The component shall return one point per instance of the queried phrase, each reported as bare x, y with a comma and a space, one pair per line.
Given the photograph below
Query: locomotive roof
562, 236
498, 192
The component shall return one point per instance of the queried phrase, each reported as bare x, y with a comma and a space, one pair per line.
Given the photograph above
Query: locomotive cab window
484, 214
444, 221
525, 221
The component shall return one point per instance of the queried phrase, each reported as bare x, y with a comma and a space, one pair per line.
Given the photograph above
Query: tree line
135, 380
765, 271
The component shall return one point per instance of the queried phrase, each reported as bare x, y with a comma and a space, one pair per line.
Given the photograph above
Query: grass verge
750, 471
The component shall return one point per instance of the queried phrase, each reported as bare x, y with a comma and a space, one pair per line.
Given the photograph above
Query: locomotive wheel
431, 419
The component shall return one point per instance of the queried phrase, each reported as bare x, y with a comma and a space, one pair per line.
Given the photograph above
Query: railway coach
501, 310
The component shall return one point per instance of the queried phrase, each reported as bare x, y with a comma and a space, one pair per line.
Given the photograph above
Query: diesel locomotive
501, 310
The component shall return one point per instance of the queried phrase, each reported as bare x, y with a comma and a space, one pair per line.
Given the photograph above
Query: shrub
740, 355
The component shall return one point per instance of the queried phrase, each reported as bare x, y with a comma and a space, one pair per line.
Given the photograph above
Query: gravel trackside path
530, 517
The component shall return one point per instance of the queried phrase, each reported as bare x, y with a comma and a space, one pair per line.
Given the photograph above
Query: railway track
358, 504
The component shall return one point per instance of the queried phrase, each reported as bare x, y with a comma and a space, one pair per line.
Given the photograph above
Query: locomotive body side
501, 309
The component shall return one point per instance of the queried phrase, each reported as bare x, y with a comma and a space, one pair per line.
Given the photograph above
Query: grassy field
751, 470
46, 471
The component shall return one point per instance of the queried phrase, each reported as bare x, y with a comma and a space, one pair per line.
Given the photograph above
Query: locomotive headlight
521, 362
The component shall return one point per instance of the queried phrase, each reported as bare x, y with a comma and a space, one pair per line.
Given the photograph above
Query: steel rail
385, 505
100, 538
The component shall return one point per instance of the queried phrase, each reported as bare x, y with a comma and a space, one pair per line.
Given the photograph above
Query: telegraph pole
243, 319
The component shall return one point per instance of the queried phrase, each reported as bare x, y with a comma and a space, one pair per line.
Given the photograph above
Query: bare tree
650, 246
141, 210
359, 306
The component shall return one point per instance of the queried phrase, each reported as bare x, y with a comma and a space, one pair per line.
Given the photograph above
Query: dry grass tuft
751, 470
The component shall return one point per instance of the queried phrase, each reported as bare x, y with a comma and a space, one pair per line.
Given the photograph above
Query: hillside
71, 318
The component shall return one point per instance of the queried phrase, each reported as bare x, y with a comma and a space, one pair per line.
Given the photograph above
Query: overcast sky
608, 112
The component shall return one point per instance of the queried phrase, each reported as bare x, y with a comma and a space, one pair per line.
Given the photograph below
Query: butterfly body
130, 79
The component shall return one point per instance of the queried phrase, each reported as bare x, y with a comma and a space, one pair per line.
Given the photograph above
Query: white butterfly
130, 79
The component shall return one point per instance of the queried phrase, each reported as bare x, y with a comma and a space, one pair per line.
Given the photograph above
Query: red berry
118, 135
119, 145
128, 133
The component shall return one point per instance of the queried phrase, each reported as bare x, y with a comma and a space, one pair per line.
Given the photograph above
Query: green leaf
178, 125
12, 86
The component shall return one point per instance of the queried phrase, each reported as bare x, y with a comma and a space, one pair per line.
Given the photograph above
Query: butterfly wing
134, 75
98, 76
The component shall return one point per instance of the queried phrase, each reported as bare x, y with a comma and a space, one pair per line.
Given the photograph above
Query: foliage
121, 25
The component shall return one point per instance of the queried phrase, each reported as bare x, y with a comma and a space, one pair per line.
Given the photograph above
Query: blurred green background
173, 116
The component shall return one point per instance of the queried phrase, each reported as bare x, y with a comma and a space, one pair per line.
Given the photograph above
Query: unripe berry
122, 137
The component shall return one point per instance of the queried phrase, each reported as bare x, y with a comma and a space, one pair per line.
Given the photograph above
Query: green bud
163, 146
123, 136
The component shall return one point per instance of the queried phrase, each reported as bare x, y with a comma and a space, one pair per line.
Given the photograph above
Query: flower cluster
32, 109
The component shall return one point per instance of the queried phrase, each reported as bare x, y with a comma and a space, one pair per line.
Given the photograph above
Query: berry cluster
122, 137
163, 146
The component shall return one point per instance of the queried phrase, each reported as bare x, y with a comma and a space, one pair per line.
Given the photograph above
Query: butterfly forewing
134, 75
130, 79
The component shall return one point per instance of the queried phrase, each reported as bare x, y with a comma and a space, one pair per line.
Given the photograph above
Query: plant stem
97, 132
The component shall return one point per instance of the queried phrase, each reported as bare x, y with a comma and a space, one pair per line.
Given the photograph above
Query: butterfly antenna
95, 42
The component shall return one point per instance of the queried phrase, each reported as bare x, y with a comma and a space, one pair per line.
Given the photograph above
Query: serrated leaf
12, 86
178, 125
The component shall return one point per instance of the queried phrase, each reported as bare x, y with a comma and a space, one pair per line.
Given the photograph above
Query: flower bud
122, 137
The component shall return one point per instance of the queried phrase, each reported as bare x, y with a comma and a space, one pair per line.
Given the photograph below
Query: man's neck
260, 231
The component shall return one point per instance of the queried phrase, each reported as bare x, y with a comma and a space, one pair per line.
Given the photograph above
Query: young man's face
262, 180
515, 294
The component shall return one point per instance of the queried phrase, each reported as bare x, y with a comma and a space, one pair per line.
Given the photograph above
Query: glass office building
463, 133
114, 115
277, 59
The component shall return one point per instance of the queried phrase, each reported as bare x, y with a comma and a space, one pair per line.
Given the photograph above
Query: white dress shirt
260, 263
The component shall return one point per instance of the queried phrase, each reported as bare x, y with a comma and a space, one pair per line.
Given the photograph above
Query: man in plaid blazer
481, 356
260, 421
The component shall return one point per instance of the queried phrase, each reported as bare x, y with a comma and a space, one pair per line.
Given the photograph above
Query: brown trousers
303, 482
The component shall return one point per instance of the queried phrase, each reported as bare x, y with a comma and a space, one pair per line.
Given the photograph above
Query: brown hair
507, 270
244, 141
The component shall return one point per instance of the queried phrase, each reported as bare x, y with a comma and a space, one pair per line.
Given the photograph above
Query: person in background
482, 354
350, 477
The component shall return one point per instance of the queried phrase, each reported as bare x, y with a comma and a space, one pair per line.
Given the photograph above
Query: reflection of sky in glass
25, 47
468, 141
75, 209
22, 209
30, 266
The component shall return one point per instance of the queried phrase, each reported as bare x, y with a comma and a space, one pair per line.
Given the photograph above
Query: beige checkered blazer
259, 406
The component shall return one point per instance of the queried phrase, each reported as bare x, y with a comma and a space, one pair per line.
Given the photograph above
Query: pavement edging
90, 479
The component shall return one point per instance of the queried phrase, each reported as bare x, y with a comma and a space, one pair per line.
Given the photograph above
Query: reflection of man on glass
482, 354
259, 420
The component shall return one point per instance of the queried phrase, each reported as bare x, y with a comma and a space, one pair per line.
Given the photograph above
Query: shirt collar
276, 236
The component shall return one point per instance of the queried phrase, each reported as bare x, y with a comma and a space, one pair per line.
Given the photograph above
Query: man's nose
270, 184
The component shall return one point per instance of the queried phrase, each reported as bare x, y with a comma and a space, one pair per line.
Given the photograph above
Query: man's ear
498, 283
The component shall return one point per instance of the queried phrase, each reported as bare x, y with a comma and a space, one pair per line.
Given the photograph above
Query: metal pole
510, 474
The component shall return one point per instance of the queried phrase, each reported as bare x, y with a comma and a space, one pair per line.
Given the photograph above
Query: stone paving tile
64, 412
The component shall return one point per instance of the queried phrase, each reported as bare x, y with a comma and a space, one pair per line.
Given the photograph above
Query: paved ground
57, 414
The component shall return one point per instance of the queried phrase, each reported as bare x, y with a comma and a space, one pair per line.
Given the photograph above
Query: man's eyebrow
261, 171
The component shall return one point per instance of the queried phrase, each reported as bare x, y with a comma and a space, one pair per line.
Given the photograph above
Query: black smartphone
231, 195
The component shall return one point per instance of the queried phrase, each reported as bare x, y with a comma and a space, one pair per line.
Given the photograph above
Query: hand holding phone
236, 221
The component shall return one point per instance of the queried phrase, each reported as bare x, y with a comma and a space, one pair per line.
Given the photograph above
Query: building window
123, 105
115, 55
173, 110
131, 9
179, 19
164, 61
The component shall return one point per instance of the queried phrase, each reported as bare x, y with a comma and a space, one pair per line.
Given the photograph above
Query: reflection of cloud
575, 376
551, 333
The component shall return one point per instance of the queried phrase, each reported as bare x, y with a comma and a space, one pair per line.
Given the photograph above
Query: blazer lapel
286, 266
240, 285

● **YOUR OBJECTIVE**:
Return every line of the data above that contains the string "reflection", copying each such line in full.

● **COMPLETED EXERCISE**:
Query: reflection of sky in glass
Query: reflection of man on glass
Query: reflection of cloud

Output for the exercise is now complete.